▶ _AUFGABE A_
Bringe die Einträge in eine Markdown-Tabelle mit den Spalten „Nr.“ und „Zeile“, und zwar alles von der Zeile mit „formatted like [159,721].“ bis hinunter zum Ende der Einträge, beide Enden eingeschlossen. Jede Zeile bekommt eine laufende Nummer, Leerzeilen lässt du weg.

▶ _AUSZUG ZUM LESEN_
::::

Mehr als 200 Stasi-Spitzel waren auf Havemann angesetzt. 1976 war der prominente DDR-Kritiker in seinem Wohnhaus in Grünheide unter Arrest gestellt und bewacht worden, nachdem er sich offen gegen die Ausbürgerung seines Freundes Wolf Biermann gewandt hatte. Bis zu Havemanns Tod versuchte die DDR-Führung vergeblich, den auch im Westen bekannten Dissidenten mundtot zu machen.
Wegen der Verfolgung des Regimekritikers und wegen Rechtsbeugung wurden im Sommer 2000 zwei frühere DDR-Staatsanwälte zu Bewährungsstrafen verurteilt. Sie waren in den 70er Jahren an zwei Prozessen gegen Havemann beteiligt.
Das Havemann-Archiv wurde 1994 eröffnet. Havemanns Witwe Katja hatte einen Großteil des Nachlasses zur Verfügung gestellt. Die 1990 gegründete Gesellschaft will Geschichte und Erfahrungen von Opposition und Bürgerbewegung in der DDR sowie in Mittel- und Osteuropa vermitteln. Die gesammelten Dokumente über die Wendezeit sind auch eine Fundgrube für Historiker.
Der 1910 in München geborene Havemann war in der Nazi-Zeit im Widerstand aktiv. 1943 wurde der studierte Chemiker zum Tode verurteilt, überlebte aber das Zuchthaus, weil er für kriegswichtige Forschungen gebraucht wurde. Nach der Befreiung durch die Sowjets engagierte er sich an der Ost-Berliner Humboldt-Universität auch in der SED, war Volkskammer-Abgeordneter und wurde Nationalpreisträger.

::::

▶ _DIE EINTRÄGE_
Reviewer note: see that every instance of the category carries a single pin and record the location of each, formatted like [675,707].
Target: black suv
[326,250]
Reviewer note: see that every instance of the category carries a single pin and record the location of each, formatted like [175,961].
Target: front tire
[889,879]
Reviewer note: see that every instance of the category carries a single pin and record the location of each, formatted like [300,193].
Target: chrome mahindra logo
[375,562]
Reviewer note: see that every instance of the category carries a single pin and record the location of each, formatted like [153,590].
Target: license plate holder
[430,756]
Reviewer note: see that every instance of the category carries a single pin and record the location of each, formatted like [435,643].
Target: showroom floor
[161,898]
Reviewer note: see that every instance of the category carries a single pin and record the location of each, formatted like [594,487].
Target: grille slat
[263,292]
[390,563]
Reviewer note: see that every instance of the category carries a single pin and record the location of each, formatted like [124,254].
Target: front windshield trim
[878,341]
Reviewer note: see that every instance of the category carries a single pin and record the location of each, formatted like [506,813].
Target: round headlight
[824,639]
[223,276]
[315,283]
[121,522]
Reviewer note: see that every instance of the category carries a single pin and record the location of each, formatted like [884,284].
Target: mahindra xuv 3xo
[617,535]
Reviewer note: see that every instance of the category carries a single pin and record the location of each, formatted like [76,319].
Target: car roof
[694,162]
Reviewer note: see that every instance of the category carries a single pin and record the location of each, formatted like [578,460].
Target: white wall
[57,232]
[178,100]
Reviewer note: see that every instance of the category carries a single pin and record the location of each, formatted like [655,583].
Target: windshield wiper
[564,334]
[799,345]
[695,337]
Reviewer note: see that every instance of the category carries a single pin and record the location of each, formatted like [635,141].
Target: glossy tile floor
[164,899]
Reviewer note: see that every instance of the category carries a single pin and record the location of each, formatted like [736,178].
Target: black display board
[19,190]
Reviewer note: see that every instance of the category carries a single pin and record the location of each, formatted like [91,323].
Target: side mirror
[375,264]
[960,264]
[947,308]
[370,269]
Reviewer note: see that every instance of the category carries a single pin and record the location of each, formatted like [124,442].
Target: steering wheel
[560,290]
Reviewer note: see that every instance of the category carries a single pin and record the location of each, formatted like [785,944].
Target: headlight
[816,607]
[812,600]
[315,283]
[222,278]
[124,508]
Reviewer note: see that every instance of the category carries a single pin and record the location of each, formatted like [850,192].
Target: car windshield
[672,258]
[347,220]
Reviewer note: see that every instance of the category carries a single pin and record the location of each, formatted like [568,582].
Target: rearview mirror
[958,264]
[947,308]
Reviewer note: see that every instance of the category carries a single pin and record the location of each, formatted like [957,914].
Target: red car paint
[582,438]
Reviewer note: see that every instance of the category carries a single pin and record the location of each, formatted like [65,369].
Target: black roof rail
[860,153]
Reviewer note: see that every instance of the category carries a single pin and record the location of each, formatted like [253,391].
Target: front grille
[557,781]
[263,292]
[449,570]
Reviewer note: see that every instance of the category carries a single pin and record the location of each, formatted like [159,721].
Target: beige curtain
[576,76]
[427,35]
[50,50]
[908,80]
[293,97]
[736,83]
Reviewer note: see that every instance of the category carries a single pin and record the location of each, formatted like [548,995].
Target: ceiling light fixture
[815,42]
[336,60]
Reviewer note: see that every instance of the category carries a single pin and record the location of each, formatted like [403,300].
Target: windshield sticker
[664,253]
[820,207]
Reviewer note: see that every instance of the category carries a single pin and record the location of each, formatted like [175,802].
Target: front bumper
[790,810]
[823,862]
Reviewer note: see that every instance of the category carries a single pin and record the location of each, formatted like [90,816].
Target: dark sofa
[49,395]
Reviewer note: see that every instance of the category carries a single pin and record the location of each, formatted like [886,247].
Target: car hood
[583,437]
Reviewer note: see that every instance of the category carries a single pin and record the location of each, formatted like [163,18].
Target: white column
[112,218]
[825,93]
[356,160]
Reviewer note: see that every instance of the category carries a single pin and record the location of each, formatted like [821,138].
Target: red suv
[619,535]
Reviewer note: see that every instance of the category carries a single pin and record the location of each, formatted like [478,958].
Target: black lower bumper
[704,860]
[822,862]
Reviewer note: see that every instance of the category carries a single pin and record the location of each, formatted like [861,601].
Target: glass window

::::

▶ _AUFGABE B_
Setze den Auszug über Havemann nach seinem letzten Satz fort.

▶ _LÖSUNG A_
| Nr. | Zeile |
|---|---|
| 1 | Reviewer note: see that every instance of the category carries a single pin and record the location of each, formatted like [159,721]. |
| 2 | Target: beige curtain |
| 3 | [576,76] |
| 4 | [427,35] |
| 5 | [50,50] |
| 6 | [908,80] |
| 7 | [293,97] |
| 8 | [736,83] |
| 9 | Reviewer note: see that every instance of the category carries a single pin and record the location of each, formatted like [548,995]. |
| 10 | Target: ceiling light fixture |
| 11 | [815,42] |
| 12 | [336,60] |
| 13 | Reviewer note: see that every instance of the category carries a single pin and record the location of each, formatted like [403,300]. |
| 14 | Target: windshield sticker |
| 15 | [664,253] |
| 16 | [820,207] |
| 17 | Reviewer note: see that every instance of the category carries a single pin and record the location of each, formatted like [175,802]. |
| 18 | Target: front bumper |
| 19 | [790,810] |
| 20 | [823,862] |
| 21 | Reviewer note: see that every instance of the category carries a single pin and record the location of each, formatted like [90,816]. |
| 22 | Target: dark sofa |
| 23 | [49,395] |
| 24 | Reviewer note: see that every instance of the category carries a single pin and record the location of each, formatted like [886,247]. |
| 25 | Target: car hood |
| 26 | [583,437] |
| 27 | Reviewer note: see that every instance of the category carries a single pin and record the location of each, formatted like [163,18]. |
| 28 | Target: white column |
| 29 | [112,218] |
| 30 | [825,93] |
| 31 | [356,160] |
| 32 | Reviewer note: see that every instance of the category carries a single pin and record the location of each, formatted like [821,138]. |
| 33 | Target: red suv |
| 34 | [619,535] |
| 35 | Reviewer note: see that every instance of the category carries a single pin and record the location of each, formatted like [478,958]. |
| 36 | Target: black lower bumper |
| 37 | [704,860] |
| 38 | [822,862] |
| 39 | Reviewer note: see that every instance of the category carries a single pin and record the location of each, formatted like [861,601]. |
| 40 | Target: glass window |

▶ _LÖSUNG B_
Doch zunehmend vertrat er kritische Ansichten, die der offiziellen Linie zuwider liefen. Im Wintersemester 1963/64 wandte sich der unbequeme Mahner mit einer berühmt gewordenen Vorlesung gegen die diktatorische Staatspartei SED: "... Man darf die Menschen nicht konfektionieren und behördlich genehmigten Ansichten unterwerfen, was sie nur zu schematischem und oberflächlichem Denken verführt..." 1964 wurde der kritische Denker aus Universität und Partei ausgeschlossen. Er musste von einer Ehrenpension als Verfolgter des Naziregimes und von Buchveröffentlichungen in der Bundesrepublik leben. Nach der Wende lehnte ein Gericht eine Entschädigung an Havemanns Familie für die Einbußen nach dessen Entlassung ab.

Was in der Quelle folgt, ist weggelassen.